→ **TASK TO COMPLETE**:
Keep the pictures out of your copy. Transcribe the records below exactly.

→ **INPUT RECORDS**:
* * * * * * *

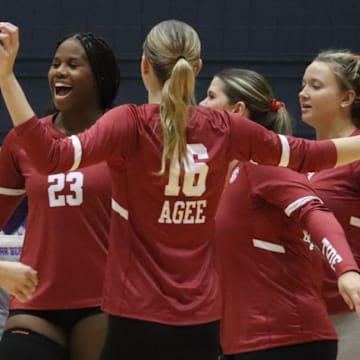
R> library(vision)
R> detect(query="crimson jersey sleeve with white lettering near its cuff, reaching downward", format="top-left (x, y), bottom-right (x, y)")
top-left (248, 165), bottom-right (359, 276)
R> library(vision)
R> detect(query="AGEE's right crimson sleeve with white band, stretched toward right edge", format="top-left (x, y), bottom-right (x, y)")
top-left (228, 113), bottom-right (337, 172)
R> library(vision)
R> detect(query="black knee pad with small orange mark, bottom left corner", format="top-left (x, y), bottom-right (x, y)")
top-left (0, 327), bottom-right (67, 360)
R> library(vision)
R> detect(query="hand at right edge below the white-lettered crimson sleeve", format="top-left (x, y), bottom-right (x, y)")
top-left (338, 271), bottom-right (360, 318)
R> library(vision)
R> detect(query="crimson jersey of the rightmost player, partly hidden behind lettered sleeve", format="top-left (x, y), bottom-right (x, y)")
top-left (309, 130), bottom-right (360, 314)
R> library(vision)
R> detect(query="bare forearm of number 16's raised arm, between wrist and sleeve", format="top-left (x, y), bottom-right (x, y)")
top-left (0, 73), bottom-right (34, 126)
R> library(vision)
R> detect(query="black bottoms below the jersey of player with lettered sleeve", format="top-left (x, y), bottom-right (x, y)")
top-left (222, 340), bottom-right (337, 360)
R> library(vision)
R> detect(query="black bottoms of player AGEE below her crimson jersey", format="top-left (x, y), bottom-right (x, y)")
top-left (101, 315), bottom-right (219, 360)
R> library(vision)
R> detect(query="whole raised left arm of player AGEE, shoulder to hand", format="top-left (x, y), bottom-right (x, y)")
top-left (0, 23), bottom-right (131, 174)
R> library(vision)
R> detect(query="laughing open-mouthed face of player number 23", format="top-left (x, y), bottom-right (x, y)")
top-left (48, 38), bottom-right (99, 111)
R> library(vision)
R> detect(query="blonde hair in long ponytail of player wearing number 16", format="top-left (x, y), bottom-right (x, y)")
top-left (144, 20), bottom-right (200, 175)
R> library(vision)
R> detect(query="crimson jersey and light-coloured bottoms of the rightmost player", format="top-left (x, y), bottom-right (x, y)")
top-left (308, 130), bottom-right (360, 360)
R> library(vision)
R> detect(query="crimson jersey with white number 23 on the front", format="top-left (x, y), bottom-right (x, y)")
top-left (0, 116), bottom-right (111, 309)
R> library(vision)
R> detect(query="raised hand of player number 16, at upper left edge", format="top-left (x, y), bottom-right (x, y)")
top-left (0, 22), bottom-right (19, 79)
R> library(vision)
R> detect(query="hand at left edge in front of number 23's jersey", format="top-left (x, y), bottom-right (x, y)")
top-left (0, 261), bottom-right (38, 302)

* * * * * * *

→ **TASK ANSWER**:
R> library(vision)
R> detect(query="crimson jersey sleeve with white lettering near its cuff, reaching downward", format="top-left (x, y), bottom-right (x, y)")
top-left (248, 165), bottom-right (359, 276)
R> library(vision)
R> detect(query="AGEE's right crimson sleeve with white band, stretched toward right edge", format="top-left (x, y), bottom-right (x, y)")
top-left (228, 113), bottom-right (337, 172)
R> library(vision)
R> detect(query="black knee pad with small orange mark, bottom left corner", format="top-left (x, y), bottom-right (x, y)")
top-left (0, 327), bottom-right (67, 360)
R> library(vision)
R> detect(query="hand at right edge below the white-lettered crimson sleeve", format="top-left (x, y), bottom-right (x, y)")
top-left (338, 271), bottom-right (360, 318)
R> library(vision)
R> detect(query="crimson jersey of the rightmost player, partly hidden behind lettered sleeve", format="top-left (x, y), bottom-right (x, y)")
top-left (309, 130), bottom-right (360, 314)
R> library(vision)
R> detect(query="bare forearm of number 16's raised arm, between wrist and sleeve", format="top-left (x, y), bottom-right (x, y)")
top-left (0, 73), bottom-right (34, 126)
R> library(vision)
R> detect(query="black bottoms below the jersey of player with lettered sleeve", format="top-left (x, y), bottom-right (x, y)")
top-left (222, 340), bottom-right (337, 360)
R> library(vision)
R> detect(query="black bottoms of player AGEE below her crimson jersey", format="top-left (x, y), bottom-right (x, y)")
top-left (101, 315), bottom-right (219, 360)
R> library(vision)
R> detect(query="whole raised left arm of player AGEE, shoulder to hand", format="top-left (x, y), bottom-right (x, y)")
top-left (0, 23), bottom-right (131, 174)
R> library(vision)
R> detect(query="laughing open-mouthed face of player number 23", format="top-left (x, y), bottom-right (x, y)")
top-left (48, 38), bottom-right (99, 111)
R> library(vision)
R> detect(query="blonde hair in long ponytail of player wearing number 16", format="top-left (x, y), bottom-right (x, y)")
top-left (144, 20), bottom-right (200, 175)
R> library(vision)
R> detect(query="crimson jersey and light-coloured bottoms of the rightmost player", format="top-left (x, y), bottom-right (x, y)")
top-left (308, 130), bottom-right (360, 360)
R> library(vision)
R> detect(query="crimson jersey with white number 23 on the front", format="top-left (x, y), bottom-right (x, y)")
top-left (0, 116), bottom-right (111, 309)
R> library(vision)
R> detect(query="raised hand of player number 16, at upper left edge", format="top-left (x, y), bottom-right (x, y)")
top-left (0, 22), bottom-right (19, 79)
R> library(vision)
R> detect(query="hand at left edge in front of number 23's jersey", format="top-left (x, y), bottom-right (x, y)")
top-left (0, 261), bottom-right (38, 302)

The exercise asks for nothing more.